Three more journalists murdered in less than a week in Mexico

Fuente: El Financiero

Reporters Without Borders (RSF) is appalled by the murders of three more reporters in less than a week in Mexico, which – subject to confirmation by RSF’s investigations – will bring the total number of Mexican journalists killed in connection with their work since the start of the year to 11.

The latest victims include two women journalists – Yesenia Mollinedo, the founder and editor of the Facebook news outlet El Veraz, and Sheila Johana García, a video reporter for El Veraz – who were gunned down in broad daylight in Cosoleacaque, in the eastern state of Veracruz, at around 3 p.m. on 9 May.

They were sitting in their car, parked outside a supermarket, when gunmen approached on a motorcycle, riddled the car with bullets and then made off. Mollinedo died on the spot, while García died in hospital a few hours later. Both were wearing identifiable press vests.

Mollinedo’s older brother, Ramiro Mollinedo, who is also a journalist, told the Corriente Alterna website that, two weeks before the shooting, his sister received anonymous phone calls warning her not to cover crime stories. El Veraz covered local news, including crime and politics as well as cultural events organised by the Cosoleacaque town hall. García joined El Veraz six months ago.

The Veracruz state prosecutor’s office announced that it is investigating this double murder but did not say if it has identified a motive. RSF, for its part, has not as yet established a direct link between the double murder and the victims’ journalistic work, but is continuing to investigate the case.

Four days before this shooting, the body of veteran journalist Luis Enrique Ramírez was found wrapped in plastic beside a road south of Culiacán, the capital of the northwestern state of Sinaloa, on 5 May – a few days after his family reported him missing.

Founder of the Fuentes Fidedignas news site and a columnist for the newspaper El Debate, Ramírez had been a journalist for 40 years and was well known in Sinaloa. His last column was published on 3 May, World Press Freedom Day. In the past, he had worked for the national newspapers El Financiero, El Nacional, Milenio and La Jornada.

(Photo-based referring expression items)
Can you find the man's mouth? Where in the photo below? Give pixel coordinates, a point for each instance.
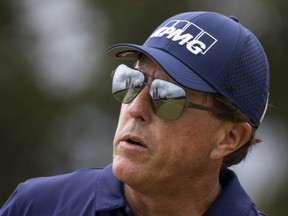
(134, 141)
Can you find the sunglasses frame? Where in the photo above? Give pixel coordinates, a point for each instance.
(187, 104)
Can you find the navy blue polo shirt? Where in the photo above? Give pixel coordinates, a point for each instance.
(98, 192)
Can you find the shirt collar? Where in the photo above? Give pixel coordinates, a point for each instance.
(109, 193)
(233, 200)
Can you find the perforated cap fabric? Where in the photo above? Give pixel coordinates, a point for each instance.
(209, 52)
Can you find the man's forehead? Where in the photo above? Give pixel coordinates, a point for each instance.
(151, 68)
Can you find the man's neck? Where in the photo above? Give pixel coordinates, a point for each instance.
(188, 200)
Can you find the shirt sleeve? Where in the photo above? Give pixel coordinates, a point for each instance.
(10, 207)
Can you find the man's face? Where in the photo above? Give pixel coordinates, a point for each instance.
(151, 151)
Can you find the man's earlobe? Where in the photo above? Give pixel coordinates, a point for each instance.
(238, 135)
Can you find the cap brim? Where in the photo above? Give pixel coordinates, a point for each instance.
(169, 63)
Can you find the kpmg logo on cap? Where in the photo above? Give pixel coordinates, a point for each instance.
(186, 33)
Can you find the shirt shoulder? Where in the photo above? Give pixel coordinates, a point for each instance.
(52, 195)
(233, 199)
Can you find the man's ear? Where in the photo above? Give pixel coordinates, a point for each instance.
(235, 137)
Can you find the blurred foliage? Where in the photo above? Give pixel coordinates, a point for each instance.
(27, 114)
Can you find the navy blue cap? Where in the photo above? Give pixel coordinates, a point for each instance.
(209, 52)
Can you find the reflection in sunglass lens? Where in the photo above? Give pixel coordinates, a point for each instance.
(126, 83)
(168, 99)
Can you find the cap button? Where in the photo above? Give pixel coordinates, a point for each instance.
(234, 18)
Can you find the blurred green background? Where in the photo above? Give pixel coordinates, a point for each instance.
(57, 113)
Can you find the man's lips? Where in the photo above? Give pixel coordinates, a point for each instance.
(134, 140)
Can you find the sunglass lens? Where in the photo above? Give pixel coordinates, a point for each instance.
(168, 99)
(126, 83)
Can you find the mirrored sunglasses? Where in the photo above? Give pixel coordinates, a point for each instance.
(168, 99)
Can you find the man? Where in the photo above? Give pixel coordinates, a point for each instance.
==
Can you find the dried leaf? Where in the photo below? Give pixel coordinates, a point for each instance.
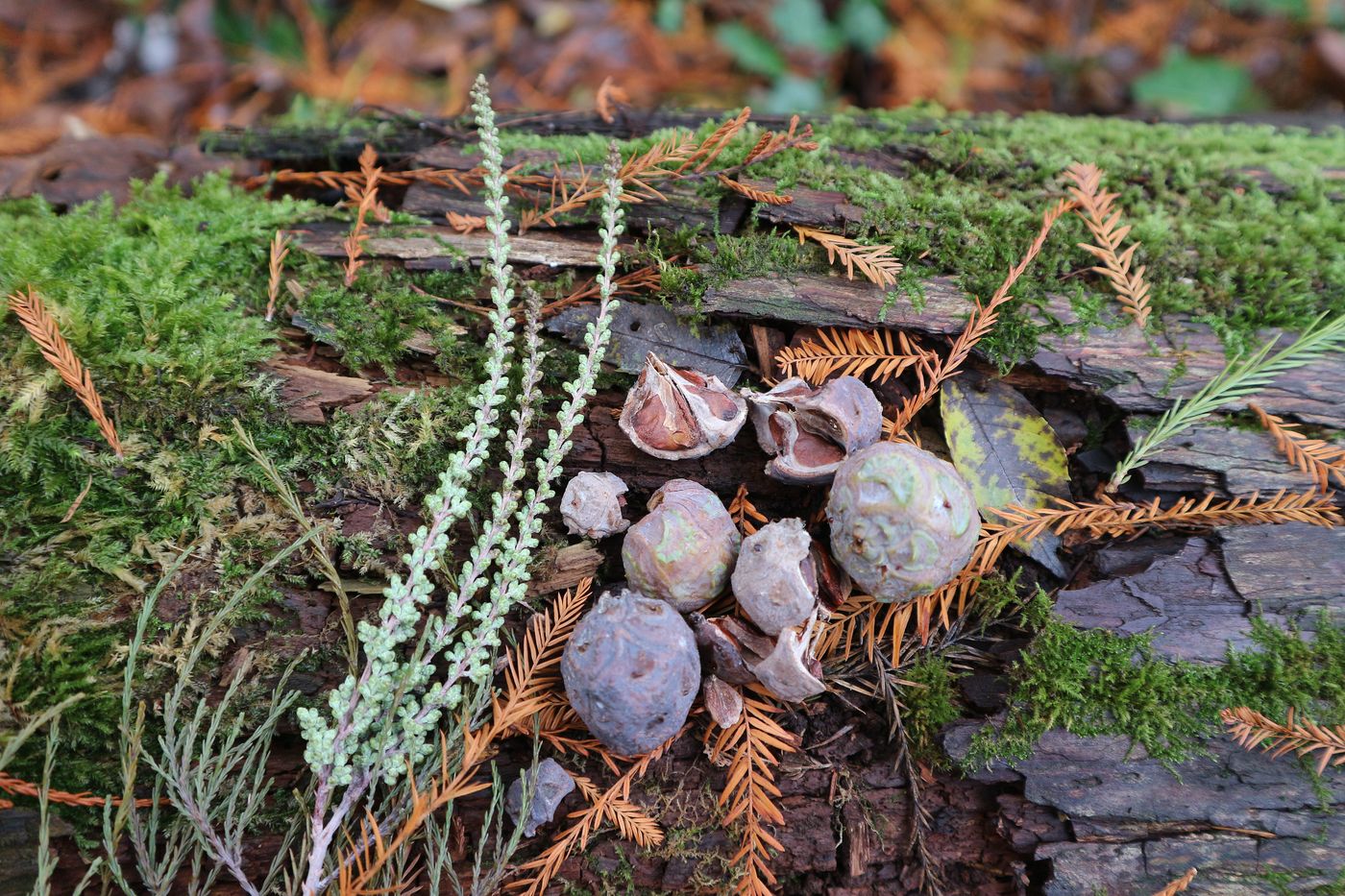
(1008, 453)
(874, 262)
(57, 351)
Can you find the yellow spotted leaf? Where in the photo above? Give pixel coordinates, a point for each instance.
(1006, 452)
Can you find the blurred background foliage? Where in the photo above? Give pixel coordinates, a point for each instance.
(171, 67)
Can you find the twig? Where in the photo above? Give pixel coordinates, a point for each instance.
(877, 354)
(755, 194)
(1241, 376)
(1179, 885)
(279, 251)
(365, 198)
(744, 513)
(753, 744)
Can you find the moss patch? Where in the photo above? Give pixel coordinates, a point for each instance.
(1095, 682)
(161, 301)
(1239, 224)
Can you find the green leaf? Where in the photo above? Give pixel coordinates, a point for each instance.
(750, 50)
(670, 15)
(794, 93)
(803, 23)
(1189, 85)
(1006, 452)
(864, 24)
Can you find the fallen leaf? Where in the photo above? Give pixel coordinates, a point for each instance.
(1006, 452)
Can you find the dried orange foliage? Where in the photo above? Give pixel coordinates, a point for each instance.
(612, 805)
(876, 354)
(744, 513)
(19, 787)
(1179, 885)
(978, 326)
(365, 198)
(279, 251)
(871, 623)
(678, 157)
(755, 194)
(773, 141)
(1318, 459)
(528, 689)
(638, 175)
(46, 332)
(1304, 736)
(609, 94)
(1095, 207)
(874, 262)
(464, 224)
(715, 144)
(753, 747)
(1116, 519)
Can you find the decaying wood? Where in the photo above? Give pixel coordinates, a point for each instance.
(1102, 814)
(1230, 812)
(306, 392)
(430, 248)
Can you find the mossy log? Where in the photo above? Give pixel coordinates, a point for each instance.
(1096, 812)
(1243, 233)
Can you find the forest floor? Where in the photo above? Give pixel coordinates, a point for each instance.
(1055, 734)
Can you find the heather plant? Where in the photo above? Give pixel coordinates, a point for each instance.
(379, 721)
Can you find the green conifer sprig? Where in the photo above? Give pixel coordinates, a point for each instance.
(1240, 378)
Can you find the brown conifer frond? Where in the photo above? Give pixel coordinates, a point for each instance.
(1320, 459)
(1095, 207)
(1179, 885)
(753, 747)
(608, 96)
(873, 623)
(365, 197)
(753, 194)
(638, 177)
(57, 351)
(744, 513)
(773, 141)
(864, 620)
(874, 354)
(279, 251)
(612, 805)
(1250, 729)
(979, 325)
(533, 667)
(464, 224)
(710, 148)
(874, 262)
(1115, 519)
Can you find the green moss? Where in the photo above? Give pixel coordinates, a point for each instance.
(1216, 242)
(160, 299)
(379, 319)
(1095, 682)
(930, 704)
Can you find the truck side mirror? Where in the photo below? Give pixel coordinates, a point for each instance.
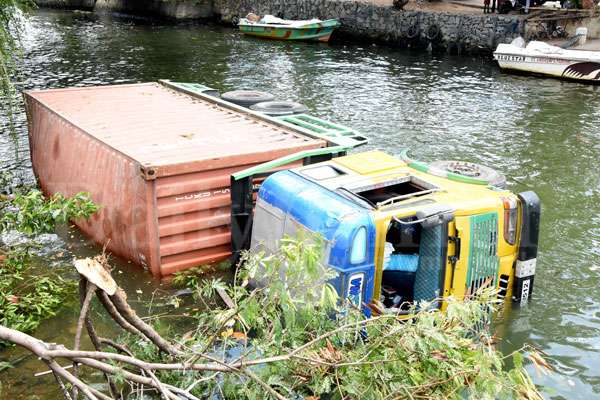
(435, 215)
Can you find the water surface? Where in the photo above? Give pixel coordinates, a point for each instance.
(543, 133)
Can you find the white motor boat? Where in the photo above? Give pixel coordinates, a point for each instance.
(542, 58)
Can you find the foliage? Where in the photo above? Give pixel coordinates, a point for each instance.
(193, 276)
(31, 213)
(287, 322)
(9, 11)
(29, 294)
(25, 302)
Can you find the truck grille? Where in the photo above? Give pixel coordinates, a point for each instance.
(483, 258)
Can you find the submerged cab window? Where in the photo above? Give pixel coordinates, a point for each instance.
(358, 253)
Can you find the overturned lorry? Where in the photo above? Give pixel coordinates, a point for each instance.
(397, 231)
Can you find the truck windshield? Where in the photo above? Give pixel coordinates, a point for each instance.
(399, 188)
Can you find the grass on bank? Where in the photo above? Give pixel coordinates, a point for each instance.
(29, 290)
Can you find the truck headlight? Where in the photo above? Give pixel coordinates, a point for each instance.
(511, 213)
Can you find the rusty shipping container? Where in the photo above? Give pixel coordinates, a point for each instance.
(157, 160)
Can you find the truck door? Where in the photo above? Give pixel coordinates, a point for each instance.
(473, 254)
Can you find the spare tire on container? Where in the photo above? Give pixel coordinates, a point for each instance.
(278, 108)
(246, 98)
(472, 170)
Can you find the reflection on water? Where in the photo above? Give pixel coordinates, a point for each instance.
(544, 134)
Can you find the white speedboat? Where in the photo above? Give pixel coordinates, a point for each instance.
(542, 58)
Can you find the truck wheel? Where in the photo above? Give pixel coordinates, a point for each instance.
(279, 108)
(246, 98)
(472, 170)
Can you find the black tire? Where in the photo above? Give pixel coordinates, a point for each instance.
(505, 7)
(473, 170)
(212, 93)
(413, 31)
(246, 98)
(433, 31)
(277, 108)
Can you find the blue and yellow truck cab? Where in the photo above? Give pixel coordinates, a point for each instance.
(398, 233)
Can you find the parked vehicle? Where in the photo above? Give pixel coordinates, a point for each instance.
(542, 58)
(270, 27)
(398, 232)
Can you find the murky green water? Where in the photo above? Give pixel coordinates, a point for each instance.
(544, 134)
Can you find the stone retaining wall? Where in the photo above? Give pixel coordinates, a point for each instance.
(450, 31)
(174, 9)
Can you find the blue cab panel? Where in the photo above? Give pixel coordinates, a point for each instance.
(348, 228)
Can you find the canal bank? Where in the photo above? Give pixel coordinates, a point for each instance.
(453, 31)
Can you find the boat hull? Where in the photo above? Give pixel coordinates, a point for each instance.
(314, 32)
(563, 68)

## [Work instruction A]
Using the article on the journalist murders in Mexico, explain why RSF's figure of 11 Mexican journalists killed for their work since the start of the year is not yet final.
## [Work instruction B]
According to the article on the journalist murders in Mexico, when was Luis Enrique Ramírez's last column published?
## [Work instruction C]
For each statement, say whether the article on the journalist murders in Mexico supports it: (i) Yesenia Mollinedo died in hospital a few hours after the shooting. (ii) Both women were wearing identifiable press vests. (iii) Luis Enrique Ramírez had been a journalist for 40 years.
None of the items is needed here.

## [Worked solution A]
The total is subject to confirmation by RSF's investigations. RSF has not yet established a direct link between the double murder in Cosoleacaque and the victims' journalistic work, and it is still investigating that case.

## [Worked solution B]
On 3 May, World Press Freedom Day.

## [Worked solution C]
(i) No: "Mollinedo died on the spot, while García died in hospital a few hours later."
(ii) Yes: "Both were wearing identifiable press vests."
(iii) Yes: "Ramírez had been a journalist for 40 years"